### Work task
Take the data below and repeat it exactly.

### Dataset entries
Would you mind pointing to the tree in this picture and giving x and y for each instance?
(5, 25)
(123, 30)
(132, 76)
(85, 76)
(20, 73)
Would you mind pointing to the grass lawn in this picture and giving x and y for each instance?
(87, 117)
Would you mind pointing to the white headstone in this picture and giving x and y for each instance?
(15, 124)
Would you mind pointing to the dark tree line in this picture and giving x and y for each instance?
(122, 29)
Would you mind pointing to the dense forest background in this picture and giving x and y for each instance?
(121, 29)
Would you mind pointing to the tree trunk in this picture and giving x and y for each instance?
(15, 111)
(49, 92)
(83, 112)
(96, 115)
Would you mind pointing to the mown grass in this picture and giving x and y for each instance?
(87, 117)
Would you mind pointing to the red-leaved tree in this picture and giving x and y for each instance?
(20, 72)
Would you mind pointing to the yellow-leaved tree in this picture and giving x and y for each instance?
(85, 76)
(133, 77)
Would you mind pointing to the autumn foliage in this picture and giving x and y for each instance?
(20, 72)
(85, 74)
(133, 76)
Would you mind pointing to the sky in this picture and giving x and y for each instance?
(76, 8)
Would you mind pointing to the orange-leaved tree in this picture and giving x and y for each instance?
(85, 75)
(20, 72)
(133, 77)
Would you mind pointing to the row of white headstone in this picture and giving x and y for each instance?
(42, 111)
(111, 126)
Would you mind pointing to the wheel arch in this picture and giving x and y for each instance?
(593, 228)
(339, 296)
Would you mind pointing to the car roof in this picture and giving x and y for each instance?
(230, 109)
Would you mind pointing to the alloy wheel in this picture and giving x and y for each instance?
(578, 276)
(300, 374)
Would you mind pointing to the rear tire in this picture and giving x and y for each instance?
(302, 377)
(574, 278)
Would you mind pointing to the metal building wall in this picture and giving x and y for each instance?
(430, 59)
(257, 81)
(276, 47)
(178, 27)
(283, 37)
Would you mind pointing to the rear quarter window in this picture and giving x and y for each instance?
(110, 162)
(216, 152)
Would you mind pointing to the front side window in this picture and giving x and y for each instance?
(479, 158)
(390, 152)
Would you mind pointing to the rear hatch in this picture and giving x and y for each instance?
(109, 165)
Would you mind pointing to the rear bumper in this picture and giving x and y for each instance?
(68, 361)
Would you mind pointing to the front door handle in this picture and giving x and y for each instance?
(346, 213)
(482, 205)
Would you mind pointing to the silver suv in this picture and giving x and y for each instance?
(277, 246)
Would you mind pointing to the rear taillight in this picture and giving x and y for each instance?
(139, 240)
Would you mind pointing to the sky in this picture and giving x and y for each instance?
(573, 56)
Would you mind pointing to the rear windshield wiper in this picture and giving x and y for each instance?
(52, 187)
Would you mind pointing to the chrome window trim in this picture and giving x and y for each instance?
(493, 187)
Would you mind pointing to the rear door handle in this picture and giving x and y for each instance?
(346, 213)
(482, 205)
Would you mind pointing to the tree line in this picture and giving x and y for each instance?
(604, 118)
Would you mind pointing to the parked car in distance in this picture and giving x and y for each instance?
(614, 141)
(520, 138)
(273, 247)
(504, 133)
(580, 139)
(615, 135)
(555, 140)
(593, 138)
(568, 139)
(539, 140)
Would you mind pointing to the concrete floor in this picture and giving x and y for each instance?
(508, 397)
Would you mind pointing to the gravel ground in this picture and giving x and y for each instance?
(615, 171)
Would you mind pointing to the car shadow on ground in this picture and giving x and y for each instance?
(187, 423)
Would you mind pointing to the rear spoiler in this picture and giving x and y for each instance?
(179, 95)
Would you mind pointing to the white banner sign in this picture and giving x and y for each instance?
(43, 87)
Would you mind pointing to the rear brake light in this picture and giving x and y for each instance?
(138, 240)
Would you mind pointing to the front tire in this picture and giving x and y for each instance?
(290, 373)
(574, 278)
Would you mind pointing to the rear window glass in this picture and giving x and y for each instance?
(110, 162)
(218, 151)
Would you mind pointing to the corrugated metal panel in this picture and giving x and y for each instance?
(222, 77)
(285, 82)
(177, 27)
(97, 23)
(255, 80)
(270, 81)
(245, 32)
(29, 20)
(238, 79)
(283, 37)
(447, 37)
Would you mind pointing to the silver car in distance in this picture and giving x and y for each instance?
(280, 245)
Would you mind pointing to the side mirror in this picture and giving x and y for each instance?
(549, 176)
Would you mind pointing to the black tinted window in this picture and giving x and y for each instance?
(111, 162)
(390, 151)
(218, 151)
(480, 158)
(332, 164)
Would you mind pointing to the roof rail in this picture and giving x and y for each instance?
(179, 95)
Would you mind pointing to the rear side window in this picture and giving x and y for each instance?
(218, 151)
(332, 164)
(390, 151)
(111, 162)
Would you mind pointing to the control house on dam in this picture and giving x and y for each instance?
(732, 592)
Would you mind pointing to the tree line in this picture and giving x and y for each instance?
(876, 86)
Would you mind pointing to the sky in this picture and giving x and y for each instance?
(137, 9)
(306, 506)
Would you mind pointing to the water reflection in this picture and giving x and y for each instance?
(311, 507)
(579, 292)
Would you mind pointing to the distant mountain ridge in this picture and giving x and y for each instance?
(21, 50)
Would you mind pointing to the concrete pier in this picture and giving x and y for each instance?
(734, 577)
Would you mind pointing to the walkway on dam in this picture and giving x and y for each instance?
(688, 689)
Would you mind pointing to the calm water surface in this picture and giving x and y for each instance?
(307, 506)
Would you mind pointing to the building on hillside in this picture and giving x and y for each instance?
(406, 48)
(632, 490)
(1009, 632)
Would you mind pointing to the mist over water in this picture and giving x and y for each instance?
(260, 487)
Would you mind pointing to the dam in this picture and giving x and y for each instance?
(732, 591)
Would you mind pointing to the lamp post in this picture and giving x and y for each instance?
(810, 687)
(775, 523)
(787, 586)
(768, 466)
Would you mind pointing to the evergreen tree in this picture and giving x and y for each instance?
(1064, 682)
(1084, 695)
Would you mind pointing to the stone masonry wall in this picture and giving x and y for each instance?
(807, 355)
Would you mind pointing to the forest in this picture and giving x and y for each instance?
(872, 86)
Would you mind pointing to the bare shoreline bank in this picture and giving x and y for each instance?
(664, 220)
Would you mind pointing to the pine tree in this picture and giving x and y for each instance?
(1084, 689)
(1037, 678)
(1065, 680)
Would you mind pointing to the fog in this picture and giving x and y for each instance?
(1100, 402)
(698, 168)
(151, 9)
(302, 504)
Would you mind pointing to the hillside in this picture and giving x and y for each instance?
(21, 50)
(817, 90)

### Response area
Would you mind pointing to the tree in this picture and giving x and y for each instance?
(5, 25)
(123, 30)
(132, 76)
(85, 76)
(20, 73)
Would you mind pointing to the grass lawn in this picture and giving x and y for each instance?
(87, 117)
Would you mind pointing to the white headstone in this picture and giving x and y for each instance?
(15, 124)
Would you mind pointing to the dark tree line in this picture and giving x and y for each instance?
(122, 29)
Would you mind pointing to the dense forest background in this picture and giving x and y for each instance?
(121, 29)
Would you mind pointing to the tree trunk in this picture and giving x and y for each instance?
(15, 111)
(49, 92)
(83, 112)
(96, 115)
Would you mind pointing to the mown grass in this picture and giving x and y for each instance?
(87, 117)
Would you mind pointing to the red-leaved tree in this picture and giving x and y for each instance?
(20, 72)
Would you mind pointing to the yellow-leaved tree in this picture and giving x and y for each instance?
(85, 76)
(133, 77)
Would you mind pointing to the autumn foliage in this picture and giving x and y for each instance?
(20, 72)
(85, 74)
(133, 76)
Would you mind pointing to the sky in this picture and giving x and y for each instance?
(76, 8)
Would you mind pointing to the orange-leaved tree in this picture and giving x and y for each instance?
(85, 75)
(20, 72)
(133, 77)
Would you mind pointing to the row of white headstone in this picture and giving x and y for each instance?
(42, 111)
(111, 126)
Would you mind pointing to the wheel arch in this picture and giving x and y for each instance?
(593, 228)
(339, 296)
Would you mind pointing to the car roof in this picture and giving x and y for each instance?
(230, 109)
Would you mind pointing to the alloy wheel in this picture and giving x and y for each instance?
(578, 276)
(300, 374)
Would you mind pointing to the rear tire in this picture and giving x and y for each instance?
(302, 377)
(574, 278)
Would you mind pointing to the metal building wall in this picture and giving x and y for each instance?
(430, 59)
(257, 81)
(276, 47)
(178, 27)
(283, 37)
Would you mind pointing to the rear quarter window in this picture and giving x and y for each instance?
(110, 162)
(216, 152)
Would you mind pointing to the front side window in this picture and giving x and y for each instance?
(479, 158)
(390, 152)
Would you mind pointing to the rear hatch in this picture and giving x and y for each instance?
(109, 165)
Would you mind pointing to the rear bumper in this picture and giving x and y for each instance?
(68, 361)
Would you mind pointing to the front door handle in this picture and giving x and y for each instance?
(346, 213)
(482, 205)
Would you mind pointing to the silver suv in this picture and giving x and y for each instance?
(277, 246)
Would you mind pointing to the rear taillight in this picture and giving x and y for each instance?
(139, 240)
Would you mind pointing to the sky in this picture and giving x and y for each instance?
(573, 56)
Would you mind pointing to the rear windshield wiper in this picture and giving x and y for each instance?
(52, 187)
Would you mind pointing to the chrome window trim in this picture and giving x and y for each instance?
(493, 187)
Would you mind pointing to the rear door handle in this picture and giving x and y for each instance?
(346, 213)
(482, 205)
Would you mind pointing to the tree line in this picture and giving x and y for each instance?
(604, 118)
Would you mind pointing to the parked car in distance in this picture and giving x and y for each instance?
(614, 141)
(520, 138)
(273, 247)
(504, 133)
(580, 139)
(615, 135)
(555, 140)
(593, 138)
(568, 139)
(539, 140)
Would you mind pointing to the concrete floor in this picture and giving x and y for each instance?
(508, 397)
Would you mind pointing to the gravel ground in this picture and giving x and y for each instance?
(615, 171)
Would you mind pointing to the car shadow on ground in this picture and giving x and y for each instance?
(187, 423)
Would you mind pointing to the rear spoiler in this picture and giving x and y for each instance?
(179, 95)
Would you mind pointing to the white banner sign in this picture and giving x and y for each instance?
(43, 87)
Would you mind pointing to the rear brake light in this picture and giving x and y for each instance?
(138, 240)
Would you mind pointing to the front tire in this picture and giving x and y for each instance?
(290, 373)
(574, 278)
Would you mind pointing to the rear window glass in this picture and giving x and y for each instance?
(110, 162)
(218, 151)
Would you mind pointing to the corrugated metal panel in this picture and giving x and y for each instance?
(222, 77)
(285, 82)
(177, 27)
(97, 23)
(255, 80)
(270, 81)
(245, 32)
(29, 20)
(238, 79)
(283, 37)
(447, 37)
Would you mind pointing to the silver car in distance in this picture and giving x and y for each instance?
(280, 245)
Would you mind pointing to the side mirror in this picture and giving x and y for each instance?
(549, 176)
Would you mind pointing to the black tinted window in this picture and giving x and y for each instance?
(111, 162)
(390, 151)
(218, 151)
(480, 158)
(332, 164)
Would you mind pointing to the roof rail in this picture and giving x and y for each instance?
(179, 95)
Would you mind pointing to the rear side window in this picture and giving x and y for each instance?
(218, 151)
(332, 164)
(390, 151)
(111, 162)
Would you mind pointing to the control house on dam in this picture and giving x and y for each instance?
(732, 592)
Would you mind pointing to the tree line in this picture and giving x and y for each instance?
(876, 86)
Would you mind pointing to the sky in this picture and giving x and y for each instance?
(137, 9)
(306, 506)
Would you mind pointing to the water reflection in this picture and giving x and y for each instance?
(311, 507)
(579, 292)
Would you mind pointing to the distant mountain ridge in this picture and giving x and y for each instance?
(21, 50)
Would you mind pointing to the concrete pier in this picture and giving x and y for each instance?
(734, 577)
Would you mind pointing to the walkway on dam in this picture and giving x and y for each instance?
(688, 689)
Would you mind pointing to the calm water surface in this picture and giving x and y for each instance?
(307, 506)
Would you mind pointing to the building on hillside in this picture and giving x and y for each instance?
(406, 48)
(632, 490)
(1009, 632)
Would you mind pointing to the mist over water in this picture and giving x and y for each instance?
(260, 487)
Would you mind pointing to the dam in this picture and giving x and y for each instance?
(732, 591)
Would you mind pointing to the lamp post in this picture and giving x and y for each instance?
(810, 687)
(775, 523)
(787, 586)
(768, 466)
Would you mind pointing to the evergreen tree in this picture and giving x and y for each instance?
(1064, 682)
(1084, 695)
Would you mind pointing to the stone masonry wall in this picture and giving x and y for each instance?
(807, 355)
Would you mind pointing to the forest in this picture and giving x and y for each instance?
(872, 86)
Would you mind pointing to the bare shoreline bank in this picture and giving x and y for each instance?
(664, 220)
Would you mind pointing to the pine tree in this picture and giving x and y for each instance?
(1084, 689)
(1037, 678)
(1065, 680)
Would you mind pointing to the fog in this picture and giving x and y for each instance?
(1100, 402)
(698, 168)
(151, 9)
(302, 504)
Would you mind pointing to the hillside in this picture and giving x and y for each instance?
(21, 50)
(817, 90)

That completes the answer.